■ Region outline entries
• • •

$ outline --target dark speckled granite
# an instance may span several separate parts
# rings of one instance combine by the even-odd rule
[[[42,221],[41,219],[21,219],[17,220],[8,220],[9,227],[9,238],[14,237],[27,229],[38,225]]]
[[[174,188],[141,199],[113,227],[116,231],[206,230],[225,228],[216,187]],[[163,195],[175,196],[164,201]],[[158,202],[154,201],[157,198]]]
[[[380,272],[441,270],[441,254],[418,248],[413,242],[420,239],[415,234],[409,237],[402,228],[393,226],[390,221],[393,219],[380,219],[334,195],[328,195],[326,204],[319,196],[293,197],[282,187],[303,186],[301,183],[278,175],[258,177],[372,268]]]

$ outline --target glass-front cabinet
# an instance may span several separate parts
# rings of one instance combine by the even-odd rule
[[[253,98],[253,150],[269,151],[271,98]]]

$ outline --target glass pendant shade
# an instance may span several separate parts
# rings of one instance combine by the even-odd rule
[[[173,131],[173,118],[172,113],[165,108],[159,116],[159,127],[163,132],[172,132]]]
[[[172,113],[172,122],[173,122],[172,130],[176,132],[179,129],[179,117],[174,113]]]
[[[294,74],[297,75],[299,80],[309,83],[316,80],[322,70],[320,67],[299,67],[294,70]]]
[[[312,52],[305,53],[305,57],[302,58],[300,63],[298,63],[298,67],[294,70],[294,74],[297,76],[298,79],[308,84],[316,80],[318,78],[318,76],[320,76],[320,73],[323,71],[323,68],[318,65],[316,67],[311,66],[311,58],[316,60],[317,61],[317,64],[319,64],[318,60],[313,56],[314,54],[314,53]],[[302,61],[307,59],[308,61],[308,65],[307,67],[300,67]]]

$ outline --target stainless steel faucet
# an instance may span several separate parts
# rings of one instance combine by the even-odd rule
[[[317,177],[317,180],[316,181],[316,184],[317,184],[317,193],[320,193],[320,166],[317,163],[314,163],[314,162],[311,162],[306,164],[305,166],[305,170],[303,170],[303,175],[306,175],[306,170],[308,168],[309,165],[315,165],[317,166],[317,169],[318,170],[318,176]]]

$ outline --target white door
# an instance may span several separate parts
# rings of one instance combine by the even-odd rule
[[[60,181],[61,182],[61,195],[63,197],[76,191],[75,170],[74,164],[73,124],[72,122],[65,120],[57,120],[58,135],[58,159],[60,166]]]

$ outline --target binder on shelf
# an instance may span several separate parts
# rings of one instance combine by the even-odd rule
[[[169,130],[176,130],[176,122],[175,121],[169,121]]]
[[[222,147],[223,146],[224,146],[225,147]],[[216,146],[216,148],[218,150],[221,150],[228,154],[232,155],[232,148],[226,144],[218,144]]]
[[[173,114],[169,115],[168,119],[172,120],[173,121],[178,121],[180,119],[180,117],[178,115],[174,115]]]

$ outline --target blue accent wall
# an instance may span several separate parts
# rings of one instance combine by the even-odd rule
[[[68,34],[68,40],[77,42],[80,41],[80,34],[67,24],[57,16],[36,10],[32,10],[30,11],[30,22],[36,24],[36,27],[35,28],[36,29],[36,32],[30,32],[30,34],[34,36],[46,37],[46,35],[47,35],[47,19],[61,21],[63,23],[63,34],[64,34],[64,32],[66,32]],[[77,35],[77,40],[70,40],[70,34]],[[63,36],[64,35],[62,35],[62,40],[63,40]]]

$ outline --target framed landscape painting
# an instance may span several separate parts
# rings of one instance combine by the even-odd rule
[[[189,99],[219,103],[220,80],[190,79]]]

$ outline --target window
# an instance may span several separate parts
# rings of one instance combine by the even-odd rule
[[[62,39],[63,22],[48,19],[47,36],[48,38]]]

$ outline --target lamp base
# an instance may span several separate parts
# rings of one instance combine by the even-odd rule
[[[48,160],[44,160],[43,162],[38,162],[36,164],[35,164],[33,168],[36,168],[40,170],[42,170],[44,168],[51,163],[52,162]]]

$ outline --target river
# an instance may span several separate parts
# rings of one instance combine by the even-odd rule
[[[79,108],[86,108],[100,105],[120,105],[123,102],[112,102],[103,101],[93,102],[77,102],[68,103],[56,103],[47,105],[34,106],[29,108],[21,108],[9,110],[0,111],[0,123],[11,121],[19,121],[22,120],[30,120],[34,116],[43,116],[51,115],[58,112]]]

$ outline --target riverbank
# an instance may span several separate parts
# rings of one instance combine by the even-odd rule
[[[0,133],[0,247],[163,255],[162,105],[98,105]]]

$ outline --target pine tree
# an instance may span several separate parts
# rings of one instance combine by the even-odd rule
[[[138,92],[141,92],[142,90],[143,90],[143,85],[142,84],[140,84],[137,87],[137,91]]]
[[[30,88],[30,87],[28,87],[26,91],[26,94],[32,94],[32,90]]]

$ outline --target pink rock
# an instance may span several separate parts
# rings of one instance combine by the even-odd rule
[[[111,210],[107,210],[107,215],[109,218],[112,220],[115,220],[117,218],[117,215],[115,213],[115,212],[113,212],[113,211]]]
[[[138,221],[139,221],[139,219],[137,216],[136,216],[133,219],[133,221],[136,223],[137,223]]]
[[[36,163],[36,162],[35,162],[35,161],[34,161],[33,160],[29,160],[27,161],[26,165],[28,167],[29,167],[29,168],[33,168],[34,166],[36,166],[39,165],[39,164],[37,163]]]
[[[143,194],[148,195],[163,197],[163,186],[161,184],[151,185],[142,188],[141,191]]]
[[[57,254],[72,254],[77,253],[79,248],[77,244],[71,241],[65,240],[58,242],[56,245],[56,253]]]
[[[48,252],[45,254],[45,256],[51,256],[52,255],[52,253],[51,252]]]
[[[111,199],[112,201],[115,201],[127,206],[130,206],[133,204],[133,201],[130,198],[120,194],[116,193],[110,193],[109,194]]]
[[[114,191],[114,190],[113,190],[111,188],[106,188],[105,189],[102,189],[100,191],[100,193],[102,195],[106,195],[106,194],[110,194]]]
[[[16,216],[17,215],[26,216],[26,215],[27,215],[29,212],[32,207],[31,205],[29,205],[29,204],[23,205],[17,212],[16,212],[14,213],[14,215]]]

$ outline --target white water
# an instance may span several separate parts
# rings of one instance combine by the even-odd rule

• • •

■ WORK REQUIRED
Arrange every line of the entries above as a Markdown table with the columns Row and Line, numbering each line in order and omitting blank lines.

■ FINAL RESULT
| Row | Line |
|---|---|
| 1 | $ outline --target dark speckled granite |
| 2 | # an instance may span several separate parts |
| 3 | # rings of one instance combine by the even-odd rule |
| 4 | [[[42,221],[41,219],[21,219],[17,220],[8,220],[9,227],[9,238],[14,237],[27,229],[38,225]]] |
| 5 | [[[174,188],[141,199],[113,227],[116,231],[206,230],[225,228],[216,187]],[[163,195],[175,196],[164,201]],[[158,202],[154,201],[157,198]]] |
| 6 | [[[380,272],[441,270],[441,254],[418,248],[413,242],[420,239],[415,234],[409,237],[402,228],[393,226],[390,221],[393,219],[380,219],[334,195],[328,195],[326,204],[319,196],[293,197],[282,187],[303,186],[301,183],[278,175],[258,177],[372,268]]] |
| 7 | $ outline --target glass-front cabinet |
| 8 | # an instance may span several separate parts |
| 9 | # rings of one instance combine by the even-odd rule |
| 10 | [[[253,98],[253,150],[269,151],[271,98]]] |
| 11 | $ outline --target glass pendant shade |
| 12 | # an instance may span several separate parts |
| 13 | # rings of one instance combine by the even-odd rule |
| 14 | [[[173,131],[173,118],[172,113],[165,108],[159,116],[159,127],[163,132],[172,132]]] |
| 15 | [[[172,113],[172,122],[173,122],[172,130],[176,132],[179,129],[179,117],[174,113]]] |
| 16 | [[[294,74],[297,75],[299,80],[309,83],[316,80],[322,70],[320,67],[299,67],[294,70]]] |
| 17 | [[[312,52],[305,53],[305,57],[302,58],[300,63],[298,63],[298,67],[294,70],[294,74],[297,76],[298,79],[308,84],[316,80],[318,78],[318,76],[320,76],[320,73],[323,71],[323,68],[318,65],[316,67],[311,66],[311,58],[316,60],[317,61],[317,64],[319,64],[318,60],[313,56],[314,54],[314,53]],[[302,61],[307,59],[308,61],[308,65],[307,67],[300,67]]] |
| 18 | $ outline --target stainless steel faucet |
| 19 | # an instance may span several separate parts |
| 20 | # rings of one instance combine by the even-odd rule |
| 21 | [[[317,177],[317,180],[316,181],[316,184],[317,184],[317,193],[320,193],[320,166],[317,163],[314,163],[314,162],[311,162],[306,164],[305,166],[305,170],[303,170],[303,175],[306,175],[306,170],[308,168],[309,165],[315,165],[317,166],[317,169],[318,170],[318,176]]] |
| 22 | $ outline --target white door |
| 23 | # an instance may span several separate parts |
| 24 | # rings of one instance combine by the even-odd rule |
| 25 | [[[60,181],[61,182],[61,195],[63,197],[76,191],[75,170],[74,164],[73,124],[72,122],[65,120],[57,120],[58,135],[58,159],[60,166]]] |
| 26 | $ outline --target binder on shelf |
| 27 | # an instance may span several separate parts |
| 28 | # rings of one instance combine by the even-odd rule |
| 29 | [[[169,130],[176,130],[176,122],[175,121],[169,121]]] |
| 30 | [[[222,147],[223,146],[224,146],[225,147]],[[216,146],[216,148],[218,150],[221,150],[228,154],[232,155],[232,148],[226,144],[218,144]]] |
| 31 | [[[173,114],[169,115],[168,119],[172,120],[173,121],[178,121],[180,119],[180,117],[178,115],[174,115]]] |
| 32 | $ outline --target blue accent wall |
| 33 | # an instance may span several separate parts |
| 34 | # rings of one instance combine by the even-odd rule |
| 35 | [[[68,34],[68,40],[77,42],[80,41],[80,34],[67,24],[57,16],[36,10],[32,10],[30,11],[30,22],[36,24],[36,27],[35,28],[36,29],[36,32],[30,32],[30,34],[34,36],[46,37],[46,35],[47,35],[47,19],[61,21],[63,23],[63,34],[64,34],[64,32],[66,32]],[[77,35],[77,40],[70,40],[70,34]],[[63,36],[64,35],[62,35],[62,40],[63,40]]] |
| 36 | $ outline --target framed landscape painting |
| 37 | # an instance may span several separate parts |
| 38 | # rings of one instance combine by the even-odd rule |
| 39 | [[[189,99],[219,103],[220,80],[190,79]]] |
| 40 | $ outline --target window |
| 41 | # an instance may span several separate parts |
| 42 | # rings of one instance combine by the even-odd rule |
| 43 | [[[62,39],[63,22],[48,19],[47,36],[48,38]]] |
| 44 | $ outline --target lamp base |
| 45 | # an instance may span several separate parts |
| 46 | # rings of one instance combine by the even-odd rule |
| 47 | [[[48,160],[44,160],[43,162],[38,162],[36,164],[35,164],[33,168],[36,168],[40,170],[42,170],[44,168],[51,163],[52,162]]] |
| 48 | $ outline --target river |
| 49 | # an instance may span several separate parts |
| 50 | # rings of one instance combine by the even-odd rule |
| 51 | [[[79,108],[86,108],[100,105],[120,105],[123,102],[112,102],[103,101],[93,102],[77,102],[68,103],[56,103],[47,105],[34,106],[29,108],[21,108],[9,110],[0,111],[0,123],[11,121],[19,121],[22,120],[30,120],[34,116],[43,116],[51,115],[58,112]]] |
| 52 | $ outline --target riverbank |
| 53 | # an instance may span several separate parts |
| 54 | # rings of one instance combine by the even-odd rule |
| 55 | [[[0,133],[0,247],[163,255],[162,105],[98,105]]] |
| 56 | $ outline --target pine tree |
| 57 | # an instance may span several separate parts |
| 58 | # rings of one instance combine by the even-odd rule |
| 59 | [[[138,92],[141,92],[142,90],[143,90],[143,85],[142,84],[140,84],[137,87],[137,91]]] |
| 60 | [[[30,88],[30,87],[28,87],[26,91],[26,94],[32,94],[32,90]]] |
| 61 | $ outline --target pink rock |
| 62 | # an instance may span several separate parts |
| 63 | # rings of one instance combine by the even-odd rule |
| 64 | [[[111,210],[107,210],[107,215],[109,218],[112,220],[115,220],[117,218],[117,215],[115,213],[115,212],[113,212],[113,211]]] |
| 65 | [[[138,221],[139,221],[139,219],[137,216],[136,216],[133,219],[133,221],[136,223],[137,223]]] |
| 66 | [[[36,163],[36,162],[35,162],[35,161],[34,161],[33,160],[29,160],[27,161],[26,165],[28,167],[29,167],[29,168],[33,168],[34,166],[36,166],[39,165],[39,164],[37,163]]] |
| 67 | [[[143,194],[148,195],[163,197],[163,186],[161,184],[151,185],[142,188],[141,191]]] |
| 68 | [[[57,254],[72,254],[77,253],[79,248],[77,244],[71,241],[65,240],[58,242],[56,245],[56,253]]] |
| 69 | [[[48,252],[45,254],[45,256],[51,256],[52,255],[52,253],[51,252]]] |
| 70 | [[[111,199],[112,201],[115,201],[127,206],[130,206],[133,204],[133,201],[130,198],[120,194],[116,193],[110,193],[109,194]]] |
| 71 | [[[114,191],[114,190],[113,190],[111,188],[106,188],[105,189],[102,189],[100,191],[100,193],[102,195],[106,195],[106,194],[110,194]]] |
| 72 | [[[16,216],[17,215],[26,216],[26,215],[27,215],[29,212],[32,207],[31,205],[29,205],[29,204],[23,205],[17,212],[16,212],[14,213],[14,215]]] |
| 73 | $ outline --target white water |
| 74 | # an instance may span several separate parts |
| 75 | # rings of one instance combine by the even-odd rule |